• **Records for the exercise**
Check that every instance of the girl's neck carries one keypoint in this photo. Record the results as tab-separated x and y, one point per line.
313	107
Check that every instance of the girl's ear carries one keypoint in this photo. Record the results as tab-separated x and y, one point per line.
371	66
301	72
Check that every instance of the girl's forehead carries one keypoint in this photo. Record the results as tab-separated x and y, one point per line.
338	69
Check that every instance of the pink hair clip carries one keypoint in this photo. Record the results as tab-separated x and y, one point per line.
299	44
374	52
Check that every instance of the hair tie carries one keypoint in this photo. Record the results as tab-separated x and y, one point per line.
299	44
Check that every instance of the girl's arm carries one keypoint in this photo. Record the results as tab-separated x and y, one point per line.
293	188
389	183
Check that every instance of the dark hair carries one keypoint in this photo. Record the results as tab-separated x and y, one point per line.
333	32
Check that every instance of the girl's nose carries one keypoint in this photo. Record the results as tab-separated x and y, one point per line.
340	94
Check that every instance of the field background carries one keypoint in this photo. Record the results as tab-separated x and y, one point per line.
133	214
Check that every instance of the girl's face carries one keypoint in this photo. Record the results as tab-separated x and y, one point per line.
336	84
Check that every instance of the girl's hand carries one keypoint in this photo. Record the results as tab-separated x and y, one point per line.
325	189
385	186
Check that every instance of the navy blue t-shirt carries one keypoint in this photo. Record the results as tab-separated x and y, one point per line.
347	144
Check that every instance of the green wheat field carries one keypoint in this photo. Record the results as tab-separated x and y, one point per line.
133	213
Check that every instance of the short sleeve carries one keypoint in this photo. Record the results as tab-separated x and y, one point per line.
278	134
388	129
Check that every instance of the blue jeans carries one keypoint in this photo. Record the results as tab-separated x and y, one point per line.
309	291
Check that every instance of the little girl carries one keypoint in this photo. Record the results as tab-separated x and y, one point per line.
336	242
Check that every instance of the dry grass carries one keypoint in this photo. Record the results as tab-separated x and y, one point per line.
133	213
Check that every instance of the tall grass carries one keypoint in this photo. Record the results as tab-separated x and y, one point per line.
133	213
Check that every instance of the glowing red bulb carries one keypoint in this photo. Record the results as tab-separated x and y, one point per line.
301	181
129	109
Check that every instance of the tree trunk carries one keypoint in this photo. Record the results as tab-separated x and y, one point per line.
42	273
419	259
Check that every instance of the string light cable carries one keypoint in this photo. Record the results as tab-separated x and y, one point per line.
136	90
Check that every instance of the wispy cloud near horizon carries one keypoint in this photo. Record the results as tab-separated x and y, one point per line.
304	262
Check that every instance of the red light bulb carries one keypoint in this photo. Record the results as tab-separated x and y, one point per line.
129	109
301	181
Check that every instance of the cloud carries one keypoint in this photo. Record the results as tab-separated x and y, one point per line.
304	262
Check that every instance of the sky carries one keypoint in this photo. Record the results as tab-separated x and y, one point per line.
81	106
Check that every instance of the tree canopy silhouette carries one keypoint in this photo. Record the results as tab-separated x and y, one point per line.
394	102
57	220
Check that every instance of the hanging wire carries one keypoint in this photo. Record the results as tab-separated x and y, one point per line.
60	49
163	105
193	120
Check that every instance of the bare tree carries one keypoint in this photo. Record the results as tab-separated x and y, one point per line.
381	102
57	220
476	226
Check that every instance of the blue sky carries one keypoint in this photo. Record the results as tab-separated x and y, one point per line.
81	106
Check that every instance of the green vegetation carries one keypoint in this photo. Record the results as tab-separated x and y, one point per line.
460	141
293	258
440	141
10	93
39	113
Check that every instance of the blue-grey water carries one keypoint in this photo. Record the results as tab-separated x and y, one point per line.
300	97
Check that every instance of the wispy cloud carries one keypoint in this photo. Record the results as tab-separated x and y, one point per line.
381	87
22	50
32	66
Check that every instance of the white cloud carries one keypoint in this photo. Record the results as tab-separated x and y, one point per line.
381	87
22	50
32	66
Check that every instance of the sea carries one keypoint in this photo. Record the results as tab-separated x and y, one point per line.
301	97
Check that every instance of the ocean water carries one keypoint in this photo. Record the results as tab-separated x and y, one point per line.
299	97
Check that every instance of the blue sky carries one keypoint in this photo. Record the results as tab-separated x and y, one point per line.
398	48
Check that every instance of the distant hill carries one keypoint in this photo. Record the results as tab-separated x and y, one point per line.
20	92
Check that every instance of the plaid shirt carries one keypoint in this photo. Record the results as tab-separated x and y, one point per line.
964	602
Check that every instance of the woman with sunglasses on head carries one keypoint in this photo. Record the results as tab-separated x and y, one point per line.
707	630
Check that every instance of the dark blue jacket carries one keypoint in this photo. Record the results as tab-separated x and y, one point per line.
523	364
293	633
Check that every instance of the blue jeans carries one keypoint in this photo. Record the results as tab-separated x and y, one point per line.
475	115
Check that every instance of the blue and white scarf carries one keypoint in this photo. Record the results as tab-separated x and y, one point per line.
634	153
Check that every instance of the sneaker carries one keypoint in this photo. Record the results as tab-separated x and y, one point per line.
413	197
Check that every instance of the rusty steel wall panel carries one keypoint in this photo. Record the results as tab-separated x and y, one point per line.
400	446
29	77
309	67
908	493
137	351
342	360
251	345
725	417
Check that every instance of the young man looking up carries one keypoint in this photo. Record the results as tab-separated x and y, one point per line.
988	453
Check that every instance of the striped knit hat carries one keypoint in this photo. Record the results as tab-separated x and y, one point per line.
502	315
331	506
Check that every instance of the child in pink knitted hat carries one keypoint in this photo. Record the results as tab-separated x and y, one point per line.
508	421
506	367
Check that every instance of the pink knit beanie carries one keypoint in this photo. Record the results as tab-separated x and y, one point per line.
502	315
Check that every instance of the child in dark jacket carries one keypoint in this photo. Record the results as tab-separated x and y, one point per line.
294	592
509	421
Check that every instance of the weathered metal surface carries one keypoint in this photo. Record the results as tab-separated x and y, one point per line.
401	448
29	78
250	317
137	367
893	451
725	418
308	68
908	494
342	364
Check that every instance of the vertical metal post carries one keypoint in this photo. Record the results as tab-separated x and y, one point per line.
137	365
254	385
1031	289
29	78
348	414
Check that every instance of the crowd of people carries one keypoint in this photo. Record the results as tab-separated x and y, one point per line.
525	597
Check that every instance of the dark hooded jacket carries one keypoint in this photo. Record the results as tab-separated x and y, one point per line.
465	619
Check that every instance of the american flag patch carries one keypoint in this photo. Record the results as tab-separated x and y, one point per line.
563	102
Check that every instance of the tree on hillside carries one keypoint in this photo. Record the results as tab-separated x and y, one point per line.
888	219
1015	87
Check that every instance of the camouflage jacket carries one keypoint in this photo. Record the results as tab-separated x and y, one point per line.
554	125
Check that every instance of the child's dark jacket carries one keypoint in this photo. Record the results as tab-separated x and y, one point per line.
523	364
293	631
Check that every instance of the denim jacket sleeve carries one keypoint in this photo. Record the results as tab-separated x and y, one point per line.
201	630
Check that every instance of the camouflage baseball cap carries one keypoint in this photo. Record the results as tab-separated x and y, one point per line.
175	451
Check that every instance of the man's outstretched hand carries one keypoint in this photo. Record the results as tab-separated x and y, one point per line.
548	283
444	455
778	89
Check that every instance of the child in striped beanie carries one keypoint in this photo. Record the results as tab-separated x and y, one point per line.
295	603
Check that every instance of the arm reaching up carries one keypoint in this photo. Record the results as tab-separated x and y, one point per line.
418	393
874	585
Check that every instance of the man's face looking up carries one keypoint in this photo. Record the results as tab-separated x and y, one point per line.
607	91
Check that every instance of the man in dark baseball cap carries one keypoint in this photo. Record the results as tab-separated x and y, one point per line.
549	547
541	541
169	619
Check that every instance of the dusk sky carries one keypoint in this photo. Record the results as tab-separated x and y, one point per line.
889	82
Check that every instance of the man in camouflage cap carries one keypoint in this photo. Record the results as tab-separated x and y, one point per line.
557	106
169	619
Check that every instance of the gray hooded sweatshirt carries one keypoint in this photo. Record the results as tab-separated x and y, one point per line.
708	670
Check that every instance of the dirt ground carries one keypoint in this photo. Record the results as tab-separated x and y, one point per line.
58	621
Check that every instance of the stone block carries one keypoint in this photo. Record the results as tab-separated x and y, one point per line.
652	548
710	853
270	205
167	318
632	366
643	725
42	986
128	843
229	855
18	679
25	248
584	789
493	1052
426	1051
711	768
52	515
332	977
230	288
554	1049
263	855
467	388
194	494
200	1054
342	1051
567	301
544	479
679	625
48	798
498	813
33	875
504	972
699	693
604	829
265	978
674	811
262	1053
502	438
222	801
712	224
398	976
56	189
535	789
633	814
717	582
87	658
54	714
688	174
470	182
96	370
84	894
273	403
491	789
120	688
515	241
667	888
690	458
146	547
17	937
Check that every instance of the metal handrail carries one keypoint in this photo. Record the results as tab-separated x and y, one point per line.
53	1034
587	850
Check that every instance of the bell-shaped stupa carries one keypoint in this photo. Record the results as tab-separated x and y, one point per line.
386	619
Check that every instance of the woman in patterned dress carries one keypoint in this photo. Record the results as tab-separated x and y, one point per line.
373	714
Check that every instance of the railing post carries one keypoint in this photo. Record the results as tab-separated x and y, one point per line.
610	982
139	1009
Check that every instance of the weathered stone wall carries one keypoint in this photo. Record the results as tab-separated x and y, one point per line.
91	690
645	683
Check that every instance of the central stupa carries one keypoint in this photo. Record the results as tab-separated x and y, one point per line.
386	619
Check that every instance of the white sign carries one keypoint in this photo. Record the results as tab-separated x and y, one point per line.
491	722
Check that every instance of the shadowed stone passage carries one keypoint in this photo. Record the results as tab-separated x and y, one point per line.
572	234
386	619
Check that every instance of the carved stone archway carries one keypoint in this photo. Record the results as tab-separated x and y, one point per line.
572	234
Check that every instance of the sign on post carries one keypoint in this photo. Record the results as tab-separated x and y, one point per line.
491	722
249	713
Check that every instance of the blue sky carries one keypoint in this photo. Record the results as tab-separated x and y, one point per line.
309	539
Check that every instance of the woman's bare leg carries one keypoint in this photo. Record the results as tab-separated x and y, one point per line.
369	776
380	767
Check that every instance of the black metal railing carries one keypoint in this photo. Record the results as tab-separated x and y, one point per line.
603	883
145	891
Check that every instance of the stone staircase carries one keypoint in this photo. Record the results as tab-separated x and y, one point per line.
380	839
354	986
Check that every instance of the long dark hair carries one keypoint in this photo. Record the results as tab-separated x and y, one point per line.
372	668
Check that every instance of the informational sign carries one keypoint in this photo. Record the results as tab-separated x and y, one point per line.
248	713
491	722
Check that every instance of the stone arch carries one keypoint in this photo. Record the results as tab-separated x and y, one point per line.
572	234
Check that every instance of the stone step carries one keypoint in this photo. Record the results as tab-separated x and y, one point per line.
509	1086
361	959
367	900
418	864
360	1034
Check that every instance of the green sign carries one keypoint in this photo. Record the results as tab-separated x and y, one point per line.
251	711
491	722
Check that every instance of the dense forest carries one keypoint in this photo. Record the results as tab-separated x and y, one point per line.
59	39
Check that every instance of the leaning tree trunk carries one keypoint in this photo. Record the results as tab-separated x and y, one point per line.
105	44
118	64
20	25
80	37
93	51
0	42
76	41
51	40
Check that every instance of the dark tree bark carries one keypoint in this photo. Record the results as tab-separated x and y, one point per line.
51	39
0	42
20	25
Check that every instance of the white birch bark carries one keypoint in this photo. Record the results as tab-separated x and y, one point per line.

• **Stated exercise**
Copy only this span: the line that contains "Check that every instance of the dense", the last line, and every line between them.

• **Completed task**
Check that every instance of the dense forest carries one keypoint in this photo. Record the results as tab-separated x and y, one point per line.
59	39
Check that every instance of the leaning tree trunk carries one keypoint in this photo. Record the results as tab-separated x and y, one point per line.
105	44
118	64
20	25
80	37
93	51
0	42
76	41
51	40
Check that every instance of the dark tree bark carries one keypoint in this photo. Record the results as tab-separated x and y, one point per line.
51	39
0	42
20	25
Check that every instance of the white birch bark carries one keypoint in this photo. Record the results as tab-separated x and y, one point per line.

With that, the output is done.